____ RECORDS PROVIDED

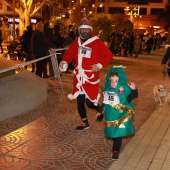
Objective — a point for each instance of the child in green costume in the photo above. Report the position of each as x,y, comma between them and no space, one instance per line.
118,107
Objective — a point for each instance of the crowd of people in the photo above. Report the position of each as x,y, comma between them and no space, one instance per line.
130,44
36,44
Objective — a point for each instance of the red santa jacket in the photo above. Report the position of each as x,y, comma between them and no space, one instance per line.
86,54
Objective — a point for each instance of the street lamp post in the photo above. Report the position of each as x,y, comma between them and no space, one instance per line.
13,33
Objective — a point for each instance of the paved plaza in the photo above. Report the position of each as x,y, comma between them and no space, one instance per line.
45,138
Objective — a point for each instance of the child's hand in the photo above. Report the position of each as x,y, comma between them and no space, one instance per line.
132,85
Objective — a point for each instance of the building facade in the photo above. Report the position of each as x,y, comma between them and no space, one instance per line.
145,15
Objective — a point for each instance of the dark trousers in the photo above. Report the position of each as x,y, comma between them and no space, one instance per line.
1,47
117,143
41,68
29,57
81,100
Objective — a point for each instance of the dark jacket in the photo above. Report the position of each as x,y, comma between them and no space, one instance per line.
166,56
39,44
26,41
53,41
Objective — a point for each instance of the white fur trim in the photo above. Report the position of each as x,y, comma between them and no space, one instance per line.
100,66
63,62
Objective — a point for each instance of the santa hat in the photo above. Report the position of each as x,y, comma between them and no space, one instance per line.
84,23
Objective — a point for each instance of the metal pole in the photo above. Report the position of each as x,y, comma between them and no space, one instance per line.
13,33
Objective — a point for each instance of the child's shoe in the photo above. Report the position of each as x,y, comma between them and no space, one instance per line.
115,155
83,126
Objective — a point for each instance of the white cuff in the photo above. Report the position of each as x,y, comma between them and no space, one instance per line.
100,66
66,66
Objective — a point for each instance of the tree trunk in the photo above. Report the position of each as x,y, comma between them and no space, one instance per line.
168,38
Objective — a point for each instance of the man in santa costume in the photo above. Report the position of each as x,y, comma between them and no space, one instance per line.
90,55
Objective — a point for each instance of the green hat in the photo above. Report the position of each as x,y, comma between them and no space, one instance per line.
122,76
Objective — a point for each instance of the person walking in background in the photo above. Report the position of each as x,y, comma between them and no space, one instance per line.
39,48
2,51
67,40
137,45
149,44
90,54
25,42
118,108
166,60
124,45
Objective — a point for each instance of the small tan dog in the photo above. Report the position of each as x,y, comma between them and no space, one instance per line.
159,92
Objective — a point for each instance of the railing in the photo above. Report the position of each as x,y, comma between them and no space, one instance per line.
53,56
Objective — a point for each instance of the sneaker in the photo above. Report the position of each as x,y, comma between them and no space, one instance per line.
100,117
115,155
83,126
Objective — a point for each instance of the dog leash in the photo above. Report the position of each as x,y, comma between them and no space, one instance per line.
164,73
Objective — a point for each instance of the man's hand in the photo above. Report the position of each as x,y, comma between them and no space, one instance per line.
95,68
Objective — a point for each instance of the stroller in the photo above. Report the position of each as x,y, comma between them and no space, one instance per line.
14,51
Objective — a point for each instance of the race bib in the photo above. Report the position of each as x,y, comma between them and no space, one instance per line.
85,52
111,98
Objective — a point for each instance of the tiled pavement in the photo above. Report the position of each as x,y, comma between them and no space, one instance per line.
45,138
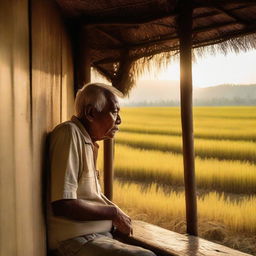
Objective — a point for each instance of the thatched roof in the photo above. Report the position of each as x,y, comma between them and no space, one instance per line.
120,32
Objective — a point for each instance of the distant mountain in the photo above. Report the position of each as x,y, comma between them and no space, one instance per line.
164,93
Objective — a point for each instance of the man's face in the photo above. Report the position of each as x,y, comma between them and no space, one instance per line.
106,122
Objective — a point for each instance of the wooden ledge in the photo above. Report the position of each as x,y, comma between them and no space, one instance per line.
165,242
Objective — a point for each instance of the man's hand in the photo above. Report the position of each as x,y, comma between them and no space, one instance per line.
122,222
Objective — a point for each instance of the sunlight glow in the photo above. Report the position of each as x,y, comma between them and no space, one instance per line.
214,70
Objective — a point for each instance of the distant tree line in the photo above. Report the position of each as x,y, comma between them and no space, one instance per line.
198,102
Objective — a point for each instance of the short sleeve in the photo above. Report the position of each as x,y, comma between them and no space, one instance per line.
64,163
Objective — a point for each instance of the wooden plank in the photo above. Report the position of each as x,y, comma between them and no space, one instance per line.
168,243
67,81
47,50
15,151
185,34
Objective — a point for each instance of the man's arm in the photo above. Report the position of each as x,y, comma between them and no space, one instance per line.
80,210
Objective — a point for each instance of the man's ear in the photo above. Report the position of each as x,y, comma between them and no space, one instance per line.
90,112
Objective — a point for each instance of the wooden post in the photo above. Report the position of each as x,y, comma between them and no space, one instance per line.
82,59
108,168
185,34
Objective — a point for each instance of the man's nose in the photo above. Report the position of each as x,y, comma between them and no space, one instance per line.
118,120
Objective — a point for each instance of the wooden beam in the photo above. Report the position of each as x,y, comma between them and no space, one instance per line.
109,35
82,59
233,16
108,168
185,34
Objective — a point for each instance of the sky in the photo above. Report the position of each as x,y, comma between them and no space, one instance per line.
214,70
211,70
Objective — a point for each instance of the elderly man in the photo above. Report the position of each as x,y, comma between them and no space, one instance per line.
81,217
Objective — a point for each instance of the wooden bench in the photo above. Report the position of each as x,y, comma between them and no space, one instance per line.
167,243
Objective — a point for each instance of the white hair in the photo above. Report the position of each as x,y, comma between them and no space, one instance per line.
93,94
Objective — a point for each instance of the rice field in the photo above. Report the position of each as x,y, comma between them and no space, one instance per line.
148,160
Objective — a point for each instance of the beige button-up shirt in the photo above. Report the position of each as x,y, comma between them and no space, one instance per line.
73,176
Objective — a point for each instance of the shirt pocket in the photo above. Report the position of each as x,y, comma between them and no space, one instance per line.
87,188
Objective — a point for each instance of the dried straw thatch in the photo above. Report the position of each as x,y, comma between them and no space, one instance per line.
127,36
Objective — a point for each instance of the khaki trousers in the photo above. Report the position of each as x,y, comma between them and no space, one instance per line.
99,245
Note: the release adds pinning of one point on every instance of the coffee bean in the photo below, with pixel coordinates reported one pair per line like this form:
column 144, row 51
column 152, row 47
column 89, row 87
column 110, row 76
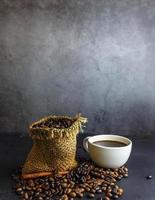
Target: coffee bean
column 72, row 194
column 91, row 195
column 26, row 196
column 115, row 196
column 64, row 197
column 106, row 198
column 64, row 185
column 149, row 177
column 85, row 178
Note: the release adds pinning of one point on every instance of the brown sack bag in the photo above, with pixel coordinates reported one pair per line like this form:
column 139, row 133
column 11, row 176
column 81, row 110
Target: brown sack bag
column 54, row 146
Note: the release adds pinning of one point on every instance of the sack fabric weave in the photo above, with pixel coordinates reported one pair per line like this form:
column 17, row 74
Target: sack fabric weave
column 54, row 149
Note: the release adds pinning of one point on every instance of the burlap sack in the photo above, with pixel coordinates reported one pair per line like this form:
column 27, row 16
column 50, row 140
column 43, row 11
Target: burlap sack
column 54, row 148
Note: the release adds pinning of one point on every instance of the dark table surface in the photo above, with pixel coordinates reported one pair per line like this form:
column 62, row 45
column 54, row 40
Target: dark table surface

________

▶ BRIEF
Every line in the records above with "table" in it adds one to the count; give that count and nothing else.

▶ YOUR SOLUTION
2